Instruction
Echo every line of the material below verbatim, omitting the pictures from your output.

Data provided
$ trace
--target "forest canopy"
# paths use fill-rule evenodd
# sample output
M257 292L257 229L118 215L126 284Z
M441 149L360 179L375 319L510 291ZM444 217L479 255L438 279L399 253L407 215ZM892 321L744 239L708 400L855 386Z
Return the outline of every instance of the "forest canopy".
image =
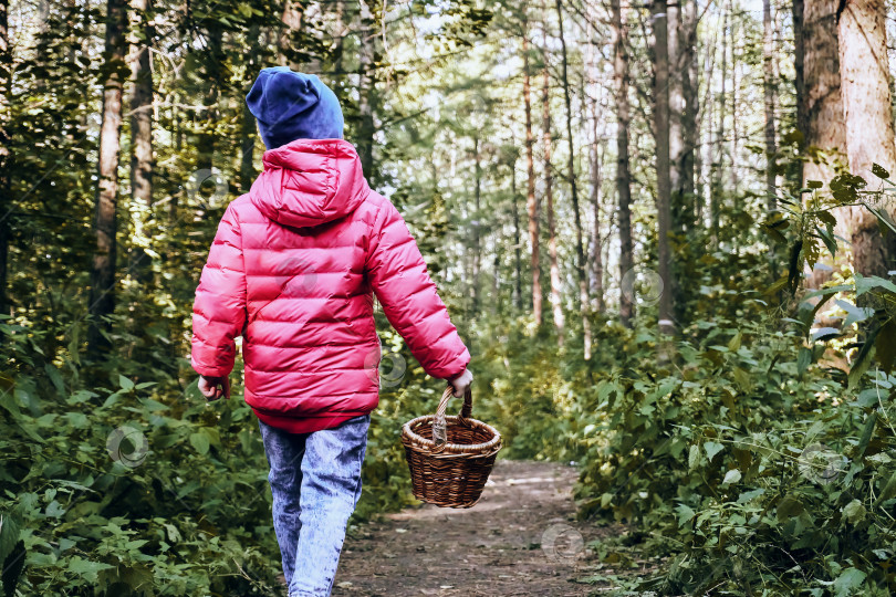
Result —
M189 346L282 65L338 97L502 458L624 525L575 580L893 594L894 35L883 0L0 0L2 590L278 590L241 364L206 404ZM442 389L376 320L357 522L415 503Z

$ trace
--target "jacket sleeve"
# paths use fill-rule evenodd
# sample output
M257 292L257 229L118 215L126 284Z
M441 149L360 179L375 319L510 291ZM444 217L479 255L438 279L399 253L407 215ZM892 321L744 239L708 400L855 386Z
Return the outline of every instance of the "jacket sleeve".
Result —
M192 306L192 368L199 375L227 376L237 356L235 338L246 323L246 269L240 222L227 208Z
M424 370L439 379L463 373L470 353L448 317L417 243L388 200L374 222L367 275L386 317Z

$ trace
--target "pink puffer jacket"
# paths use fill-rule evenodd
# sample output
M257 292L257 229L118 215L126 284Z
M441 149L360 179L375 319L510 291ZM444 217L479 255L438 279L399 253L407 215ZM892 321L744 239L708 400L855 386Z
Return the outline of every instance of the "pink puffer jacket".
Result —
M355 148L299 139L218 227L196 290L192 366L233 368L243 336L246 401L292 432L335 427L378 402L373 293L433 377L459 376L469 352L398 210L371 190Z

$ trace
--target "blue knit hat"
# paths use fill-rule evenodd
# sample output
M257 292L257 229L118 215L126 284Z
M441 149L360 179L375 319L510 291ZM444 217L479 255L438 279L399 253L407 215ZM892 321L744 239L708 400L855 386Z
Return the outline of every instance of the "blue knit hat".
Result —
M315 75L289 66L262 69L246 96L268 149L295 139L341 139L340 101Z

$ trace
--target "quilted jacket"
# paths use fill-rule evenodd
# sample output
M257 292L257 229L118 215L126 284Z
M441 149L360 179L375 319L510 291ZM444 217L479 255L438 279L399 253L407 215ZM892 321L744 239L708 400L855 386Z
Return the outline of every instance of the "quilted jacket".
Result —
M299 139L265 151L263 164L228 206L202 269L196 371L230 374L242 335L246 401L262 421L299 433L365 415L378 402L376 294L427 374L459 376L469 352L354 147Z

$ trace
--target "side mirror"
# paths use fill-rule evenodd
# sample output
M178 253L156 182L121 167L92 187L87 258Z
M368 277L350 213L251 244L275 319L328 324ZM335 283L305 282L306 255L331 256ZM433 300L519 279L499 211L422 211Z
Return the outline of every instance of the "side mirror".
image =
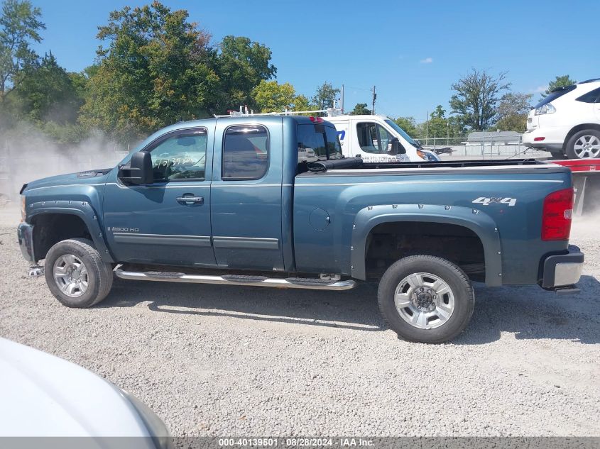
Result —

The completed task
$ trace
--target "forest canopy"
# paths use fill-rule evenodd
# sample output
M257 292L257 229L118 215L126 284Z
M441 149L360 179L375 319L510 291ZM444 217L479 255L438 279L399 253L407 215ZM892 321L744 239L708 400L855 386Z
Return the outline of every instance of the "forest canopy".
image =
Result —
M189 346L282 65L338 97L502 458L624 525L575 580L893 594L894 35L883 0L0 0L2 590L278 590L241 364L206 404ZM442 389L376 320L357 522L415 503Z

$ trace
--target "jacket sleeve"
# paths use fill-rule evenodd
# sample output
M257 292L257 229L118 215L126 284Z
M441 149L360 179L375 319L510 291ZM444 217L479 255L438 279L399 253L407 215ZM892 321L744 239L708 400L855 386Z
Return the outline of every instance of the "jacket sleeve".
Result —
M192 306L192 368L199 375L227 376L237 356L235 338L246 323L246 269L240 222L227 208Z
M424 370L439 379L463 373L470 353L448 317L417 243L388 200L374 222L367 275L386 317Z

$ trace
--target "pink puffer jacket"
# paths use fill-rule evenodd
# sample output
M257 292L257 229L118 215L126 284Z
M441 149L360 179L375 319L510 291ZM444 217L479 255L438 279L399 253L407 215ZM892 321L744 239L708 400L855 386Z
Return the outline of every instance of the "pink puffer jacket".
Result —
M355 148L299 139L218 227L196 290L192 366L233 368L243 336L246 401L292 432L335 427L378 402L373 293L433 377L459 376L469 352L398 210L371 190Z

$ trace
--target "blue knit hat"
# paths use fill-rule evenodd
# sample output
M257 292L257 229L118 215L126 284Z
M441 149L360 179L375 319L510 291ZM444 217L479 255L438 279L399 253L407 215ZM892 321L744 239L708 400L855 386Z
Return the outline of every instance of the "blue knit hat".
Result —
M315 75L289 66L262 69L246 96L268 149L295 139L341 139L340 101Z

$ trace
--target "quilted jacket"
# paths use fill-rule evenodd
# sample output
M257 292L257 229L118 215L126 284Z
M441 149L360 179L375 319L510 291ZM444 217L479 255L438 279L399 253L407 215ZM892 321L744 239L708 400L855 386Z
Return the outline of every instance of the "quilted jacket".
Result —
M299 139L265 151L263 164L228 206L202 269L196 371L230 374L242 335L246 401L262 421L299 433L365 415L378 402L376 294L427 374L459 376L469 352L354 147Z

$ trace
--target "side mirror"
# paths use fill-rule evenodd
# sample output
M178 253L156 182L121 167L92 187L87 258Z
M368 277L350 213L251 244L275 319L328 324ZM335 283L305 282L306 255L331 256ZM433 300L519 279L499 211L422 211Z
Return the outline of every instance of the "side mirror".
image =
Result —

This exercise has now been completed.